Hybrid Vehicle Technologies
Hybrid vehicle technologies integrate both electrical and gas power systems to create vehicles that aim for ecological sustainability. These vehicles are designed to reduce harmful emissions and conserve fuel, reflecting a significant shift in the automotive industry toward greener alternatives. The concept of hybridization primarily combines an internal combustion engine with an electric motor, a development that has roots tracing back to the early 20th century. The Toyota Prius stands out as a benchmark model, achieving over 2.5 million global sales by 2021, marking the popularity of hybrids.
The technology operates through a system that allows the vehicle to draw power from either the electric motor or the internal combustion engine, depending on demand, which optimizes fuel efficiency and reduces emissions. Countries such as Japan and various parts of Europe have also adopted hybrid systems in heavier transport vehicles, including buses and rail systems. The future of hybrid technology is further linked to advancements in battery technology and fuel alternatives, as researchers continue to explore more efficient methods of energy management.
While hybrid vehicles offer ecological benefits, their higher initial costs can present economic challenges for consumers, impacting their adoption rates. As governments impose stricter emissions standards globally, the hybrid vehicle market is anticipated to grow, fostering further technological innovation and integration into everyday transportation.

● ● ●

__Task description__
According to the text on hybrid vehicle technologies, how many global sales had the Toyota Prius achieved by 2021?

__Provided records__
● ● ●

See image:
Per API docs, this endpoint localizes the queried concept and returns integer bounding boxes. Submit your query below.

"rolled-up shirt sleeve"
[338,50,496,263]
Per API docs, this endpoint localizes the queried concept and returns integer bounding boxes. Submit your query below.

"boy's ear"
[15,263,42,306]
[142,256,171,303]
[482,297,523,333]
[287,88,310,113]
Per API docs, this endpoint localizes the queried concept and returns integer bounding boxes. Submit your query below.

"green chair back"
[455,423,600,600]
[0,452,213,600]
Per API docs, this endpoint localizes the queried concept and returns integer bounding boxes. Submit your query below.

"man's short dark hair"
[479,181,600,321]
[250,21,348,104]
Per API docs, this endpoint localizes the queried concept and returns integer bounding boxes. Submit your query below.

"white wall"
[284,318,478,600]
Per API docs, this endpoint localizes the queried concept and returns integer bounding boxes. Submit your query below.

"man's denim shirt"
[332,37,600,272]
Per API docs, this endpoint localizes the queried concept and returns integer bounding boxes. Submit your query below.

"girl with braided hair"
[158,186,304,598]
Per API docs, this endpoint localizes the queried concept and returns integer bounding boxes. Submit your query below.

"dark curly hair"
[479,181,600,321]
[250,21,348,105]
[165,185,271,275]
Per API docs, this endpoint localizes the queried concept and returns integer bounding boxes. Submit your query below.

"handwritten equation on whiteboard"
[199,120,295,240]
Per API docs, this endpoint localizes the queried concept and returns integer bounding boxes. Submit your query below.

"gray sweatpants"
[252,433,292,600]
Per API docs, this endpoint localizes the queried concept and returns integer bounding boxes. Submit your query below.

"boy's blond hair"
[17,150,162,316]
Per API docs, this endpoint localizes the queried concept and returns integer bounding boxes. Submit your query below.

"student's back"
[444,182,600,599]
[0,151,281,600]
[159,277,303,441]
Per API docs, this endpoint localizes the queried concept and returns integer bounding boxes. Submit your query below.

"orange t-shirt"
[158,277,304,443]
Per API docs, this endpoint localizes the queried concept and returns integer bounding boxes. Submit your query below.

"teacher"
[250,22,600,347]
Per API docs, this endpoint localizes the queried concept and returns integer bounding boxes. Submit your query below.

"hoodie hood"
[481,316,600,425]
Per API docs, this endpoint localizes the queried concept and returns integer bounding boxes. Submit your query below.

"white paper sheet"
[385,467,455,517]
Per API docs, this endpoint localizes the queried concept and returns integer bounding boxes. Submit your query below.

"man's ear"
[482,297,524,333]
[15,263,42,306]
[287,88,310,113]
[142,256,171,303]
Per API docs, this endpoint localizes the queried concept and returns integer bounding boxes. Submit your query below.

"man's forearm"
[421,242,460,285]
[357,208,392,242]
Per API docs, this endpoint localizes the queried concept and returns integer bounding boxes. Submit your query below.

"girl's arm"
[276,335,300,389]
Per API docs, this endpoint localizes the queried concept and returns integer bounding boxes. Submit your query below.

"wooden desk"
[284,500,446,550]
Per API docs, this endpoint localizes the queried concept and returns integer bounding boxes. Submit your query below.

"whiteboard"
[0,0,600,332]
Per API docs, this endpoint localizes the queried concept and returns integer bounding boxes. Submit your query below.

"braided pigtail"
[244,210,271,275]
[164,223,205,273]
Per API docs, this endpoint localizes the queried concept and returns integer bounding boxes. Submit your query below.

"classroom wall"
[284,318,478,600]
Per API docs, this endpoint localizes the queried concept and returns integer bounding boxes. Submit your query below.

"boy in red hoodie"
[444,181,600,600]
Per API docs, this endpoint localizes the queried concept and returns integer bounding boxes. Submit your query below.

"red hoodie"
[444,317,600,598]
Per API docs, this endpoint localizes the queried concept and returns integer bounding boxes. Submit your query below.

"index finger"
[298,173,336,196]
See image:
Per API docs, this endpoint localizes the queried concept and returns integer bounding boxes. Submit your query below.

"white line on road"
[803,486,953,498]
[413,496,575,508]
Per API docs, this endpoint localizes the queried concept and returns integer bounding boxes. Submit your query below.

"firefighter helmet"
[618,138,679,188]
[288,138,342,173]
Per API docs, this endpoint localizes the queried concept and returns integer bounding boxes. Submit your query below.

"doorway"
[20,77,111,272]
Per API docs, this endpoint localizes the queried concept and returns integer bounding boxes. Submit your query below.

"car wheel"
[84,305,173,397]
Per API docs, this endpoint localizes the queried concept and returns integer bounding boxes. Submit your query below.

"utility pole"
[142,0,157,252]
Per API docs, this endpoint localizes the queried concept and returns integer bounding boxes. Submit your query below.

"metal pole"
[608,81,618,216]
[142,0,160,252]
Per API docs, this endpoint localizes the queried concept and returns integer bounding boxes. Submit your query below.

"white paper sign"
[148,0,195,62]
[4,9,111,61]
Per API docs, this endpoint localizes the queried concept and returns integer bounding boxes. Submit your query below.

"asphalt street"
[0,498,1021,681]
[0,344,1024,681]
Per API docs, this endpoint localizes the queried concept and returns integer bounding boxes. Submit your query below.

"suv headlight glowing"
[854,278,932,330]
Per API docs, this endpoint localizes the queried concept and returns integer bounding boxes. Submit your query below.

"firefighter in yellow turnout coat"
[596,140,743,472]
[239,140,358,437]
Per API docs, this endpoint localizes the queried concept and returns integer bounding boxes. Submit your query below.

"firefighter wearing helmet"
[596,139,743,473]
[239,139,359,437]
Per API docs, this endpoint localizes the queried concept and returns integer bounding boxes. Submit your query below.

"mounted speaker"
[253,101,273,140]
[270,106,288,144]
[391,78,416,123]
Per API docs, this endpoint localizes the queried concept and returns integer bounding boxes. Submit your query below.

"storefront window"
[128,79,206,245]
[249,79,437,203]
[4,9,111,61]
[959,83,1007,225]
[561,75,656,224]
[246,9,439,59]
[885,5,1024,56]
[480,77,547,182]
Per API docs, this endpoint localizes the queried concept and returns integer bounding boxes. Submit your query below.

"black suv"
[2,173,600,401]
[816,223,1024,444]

● ● ●

__Written answer__
Over 2.5 million.